아래 행에서 단어 "beef"가 들어 있는 줄을 모두 골라 그대로 옮겨 적으세요. 대소문자를 구분합니다.
━━━━━ 입력 행 ━━━━━
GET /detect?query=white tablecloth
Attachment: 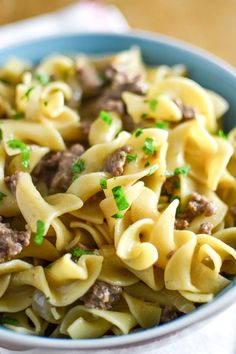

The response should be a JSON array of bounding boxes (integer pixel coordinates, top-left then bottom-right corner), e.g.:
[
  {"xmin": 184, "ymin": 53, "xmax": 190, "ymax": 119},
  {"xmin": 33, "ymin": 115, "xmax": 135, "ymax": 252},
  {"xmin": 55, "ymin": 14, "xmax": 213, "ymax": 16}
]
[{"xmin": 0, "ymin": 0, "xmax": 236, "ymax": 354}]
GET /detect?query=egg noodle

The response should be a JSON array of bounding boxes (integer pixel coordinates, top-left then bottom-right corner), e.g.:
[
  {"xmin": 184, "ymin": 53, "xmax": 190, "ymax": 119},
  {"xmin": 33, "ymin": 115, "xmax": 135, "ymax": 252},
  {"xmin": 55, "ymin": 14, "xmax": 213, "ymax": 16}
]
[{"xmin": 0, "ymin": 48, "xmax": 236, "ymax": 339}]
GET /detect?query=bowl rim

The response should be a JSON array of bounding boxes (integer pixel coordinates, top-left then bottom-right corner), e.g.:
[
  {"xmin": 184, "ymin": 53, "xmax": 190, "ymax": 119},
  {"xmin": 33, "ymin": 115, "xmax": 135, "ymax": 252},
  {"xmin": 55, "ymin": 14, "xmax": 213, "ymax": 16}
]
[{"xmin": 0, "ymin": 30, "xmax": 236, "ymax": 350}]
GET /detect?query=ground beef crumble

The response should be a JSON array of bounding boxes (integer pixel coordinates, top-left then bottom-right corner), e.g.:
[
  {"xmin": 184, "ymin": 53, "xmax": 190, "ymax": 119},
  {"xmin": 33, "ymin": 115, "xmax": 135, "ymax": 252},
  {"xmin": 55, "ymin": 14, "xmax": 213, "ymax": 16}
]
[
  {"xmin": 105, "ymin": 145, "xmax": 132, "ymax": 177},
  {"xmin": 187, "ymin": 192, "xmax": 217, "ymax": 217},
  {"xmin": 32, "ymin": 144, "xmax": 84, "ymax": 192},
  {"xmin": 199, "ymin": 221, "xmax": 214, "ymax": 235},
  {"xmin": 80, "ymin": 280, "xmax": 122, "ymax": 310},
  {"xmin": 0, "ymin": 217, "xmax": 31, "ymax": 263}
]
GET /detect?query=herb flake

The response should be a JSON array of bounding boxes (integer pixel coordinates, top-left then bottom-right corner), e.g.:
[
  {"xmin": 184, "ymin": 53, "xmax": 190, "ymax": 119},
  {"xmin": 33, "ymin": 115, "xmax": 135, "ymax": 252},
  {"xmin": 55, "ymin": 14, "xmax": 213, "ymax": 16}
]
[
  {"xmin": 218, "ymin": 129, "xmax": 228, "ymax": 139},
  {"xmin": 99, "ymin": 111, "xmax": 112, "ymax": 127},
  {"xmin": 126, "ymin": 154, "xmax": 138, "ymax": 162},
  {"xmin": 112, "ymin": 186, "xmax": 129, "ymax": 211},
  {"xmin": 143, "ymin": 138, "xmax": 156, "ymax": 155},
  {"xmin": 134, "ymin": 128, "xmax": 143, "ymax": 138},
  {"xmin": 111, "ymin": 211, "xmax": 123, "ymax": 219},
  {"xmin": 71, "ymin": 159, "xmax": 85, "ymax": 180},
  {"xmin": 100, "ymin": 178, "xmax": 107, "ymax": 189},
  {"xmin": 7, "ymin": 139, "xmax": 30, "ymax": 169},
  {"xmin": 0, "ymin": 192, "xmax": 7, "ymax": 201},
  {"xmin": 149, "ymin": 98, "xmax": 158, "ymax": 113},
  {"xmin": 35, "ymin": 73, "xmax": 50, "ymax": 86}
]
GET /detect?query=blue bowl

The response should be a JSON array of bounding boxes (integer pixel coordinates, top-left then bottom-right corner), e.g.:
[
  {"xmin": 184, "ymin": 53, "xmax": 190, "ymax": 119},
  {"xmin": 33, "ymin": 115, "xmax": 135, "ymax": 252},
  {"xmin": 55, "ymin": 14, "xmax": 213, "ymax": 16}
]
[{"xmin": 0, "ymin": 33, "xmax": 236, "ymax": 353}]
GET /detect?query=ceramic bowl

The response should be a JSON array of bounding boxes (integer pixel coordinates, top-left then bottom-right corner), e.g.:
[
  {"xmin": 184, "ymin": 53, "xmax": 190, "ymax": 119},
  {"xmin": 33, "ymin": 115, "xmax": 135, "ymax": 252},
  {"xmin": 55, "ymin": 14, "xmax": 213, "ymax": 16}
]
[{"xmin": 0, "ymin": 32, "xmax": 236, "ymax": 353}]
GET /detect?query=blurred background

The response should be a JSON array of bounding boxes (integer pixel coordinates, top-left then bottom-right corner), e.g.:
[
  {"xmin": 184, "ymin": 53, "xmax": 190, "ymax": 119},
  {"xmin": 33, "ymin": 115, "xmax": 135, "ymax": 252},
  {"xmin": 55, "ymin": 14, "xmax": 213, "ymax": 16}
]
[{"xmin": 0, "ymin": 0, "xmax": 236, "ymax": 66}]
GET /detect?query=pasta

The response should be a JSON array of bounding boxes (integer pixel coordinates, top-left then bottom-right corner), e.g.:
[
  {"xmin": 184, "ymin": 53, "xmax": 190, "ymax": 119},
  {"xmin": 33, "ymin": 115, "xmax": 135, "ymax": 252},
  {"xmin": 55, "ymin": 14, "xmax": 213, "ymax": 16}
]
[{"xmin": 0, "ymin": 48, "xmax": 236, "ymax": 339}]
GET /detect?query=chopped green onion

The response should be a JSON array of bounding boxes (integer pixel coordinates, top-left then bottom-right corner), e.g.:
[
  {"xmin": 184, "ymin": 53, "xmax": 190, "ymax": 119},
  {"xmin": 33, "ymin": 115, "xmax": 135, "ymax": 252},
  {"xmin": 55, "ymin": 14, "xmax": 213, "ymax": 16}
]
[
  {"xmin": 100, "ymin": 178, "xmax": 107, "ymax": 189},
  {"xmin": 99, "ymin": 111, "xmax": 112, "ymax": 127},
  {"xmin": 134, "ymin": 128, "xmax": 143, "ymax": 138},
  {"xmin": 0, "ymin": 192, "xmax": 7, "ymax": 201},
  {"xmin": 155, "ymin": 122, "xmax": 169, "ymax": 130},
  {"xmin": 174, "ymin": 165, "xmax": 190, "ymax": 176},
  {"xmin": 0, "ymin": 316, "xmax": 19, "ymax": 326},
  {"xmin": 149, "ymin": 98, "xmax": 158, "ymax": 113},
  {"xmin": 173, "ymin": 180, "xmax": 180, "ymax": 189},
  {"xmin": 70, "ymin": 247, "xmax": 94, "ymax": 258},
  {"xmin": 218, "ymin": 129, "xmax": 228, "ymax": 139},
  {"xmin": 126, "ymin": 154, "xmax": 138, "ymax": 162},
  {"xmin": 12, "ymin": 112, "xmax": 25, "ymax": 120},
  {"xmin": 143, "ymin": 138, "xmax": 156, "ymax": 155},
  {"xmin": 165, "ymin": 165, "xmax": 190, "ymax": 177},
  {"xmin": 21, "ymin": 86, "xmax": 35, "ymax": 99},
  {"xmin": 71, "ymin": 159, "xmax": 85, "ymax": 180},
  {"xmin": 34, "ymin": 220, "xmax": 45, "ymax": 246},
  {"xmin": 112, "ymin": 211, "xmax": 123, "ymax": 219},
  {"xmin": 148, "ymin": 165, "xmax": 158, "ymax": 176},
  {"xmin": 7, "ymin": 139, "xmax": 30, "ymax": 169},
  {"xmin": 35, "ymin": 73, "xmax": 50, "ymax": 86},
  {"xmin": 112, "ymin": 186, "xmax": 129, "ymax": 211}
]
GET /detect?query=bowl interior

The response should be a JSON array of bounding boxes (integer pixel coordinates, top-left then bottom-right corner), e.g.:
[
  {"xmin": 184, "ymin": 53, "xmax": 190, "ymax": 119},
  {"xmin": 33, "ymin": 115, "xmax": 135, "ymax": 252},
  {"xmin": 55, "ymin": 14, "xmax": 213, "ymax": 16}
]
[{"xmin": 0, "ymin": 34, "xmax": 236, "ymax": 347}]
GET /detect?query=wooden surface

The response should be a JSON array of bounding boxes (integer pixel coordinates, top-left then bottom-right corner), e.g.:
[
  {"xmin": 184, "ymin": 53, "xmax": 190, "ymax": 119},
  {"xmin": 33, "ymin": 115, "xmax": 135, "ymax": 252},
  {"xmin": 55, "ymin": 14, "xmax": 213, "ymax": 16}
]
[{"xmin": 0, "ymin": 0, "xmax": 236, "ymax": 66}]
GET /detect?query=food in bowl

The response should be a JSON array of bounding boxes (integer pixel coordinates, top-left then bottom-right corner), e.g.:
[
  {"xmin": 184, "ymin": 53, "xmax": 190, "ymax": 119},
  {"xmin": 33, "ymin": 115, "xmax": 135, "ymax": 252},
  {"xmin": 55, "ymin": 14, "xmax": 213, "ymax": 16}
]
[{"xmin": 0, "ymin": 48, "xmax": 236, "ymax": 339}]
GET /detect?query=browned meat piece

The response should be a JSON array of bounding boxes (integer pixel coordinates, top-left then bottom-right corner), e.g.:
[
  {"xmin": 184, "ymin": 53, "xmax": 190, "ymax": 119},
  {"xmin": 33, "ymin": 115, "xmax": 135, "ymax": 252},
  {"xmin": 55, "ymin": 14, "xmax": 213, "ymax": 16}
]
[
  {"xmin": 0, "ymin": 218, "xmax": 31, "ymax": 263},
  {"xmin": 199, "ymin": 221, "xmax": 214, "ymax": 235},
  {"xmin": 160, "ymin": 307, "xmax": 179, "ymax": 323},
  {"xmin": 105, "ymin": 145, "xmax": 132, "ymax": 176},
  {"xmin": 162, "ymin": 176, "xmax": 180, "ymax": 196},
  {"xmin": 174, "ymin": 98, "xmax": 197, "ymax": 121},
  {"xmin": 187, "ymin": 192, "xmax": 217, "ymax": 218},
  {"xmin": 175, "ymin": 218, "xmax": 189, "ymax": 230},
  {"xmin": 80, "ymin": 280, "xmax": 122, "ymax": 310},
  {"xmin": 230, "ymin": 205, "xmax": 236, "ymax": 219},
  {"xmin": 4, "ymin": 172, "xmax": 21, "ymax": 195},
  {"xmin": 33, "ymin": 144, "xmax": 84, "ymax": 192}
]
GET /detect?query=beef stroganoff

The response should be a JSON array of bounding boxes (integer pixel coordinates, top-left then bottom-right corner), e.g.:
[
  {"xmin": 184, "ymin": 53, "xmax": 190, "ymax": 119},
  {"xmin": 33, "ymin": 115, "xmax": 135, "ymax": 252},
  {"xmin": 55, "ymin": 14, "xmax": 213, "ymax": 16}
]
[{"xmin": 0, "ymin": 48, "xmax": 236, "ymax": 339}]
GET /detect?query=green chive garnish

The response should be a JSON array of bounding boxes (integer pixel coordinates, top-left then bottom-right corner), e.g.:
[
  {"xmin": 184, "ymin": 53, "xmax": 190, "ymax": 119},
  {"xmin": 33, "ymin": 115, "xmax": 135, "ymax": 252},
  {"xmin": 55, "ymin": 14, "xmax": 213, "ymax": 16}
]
━━━━━
## [답변]
GET /detect?query=ground beef crumble
GET /detect?query=beef stroganoff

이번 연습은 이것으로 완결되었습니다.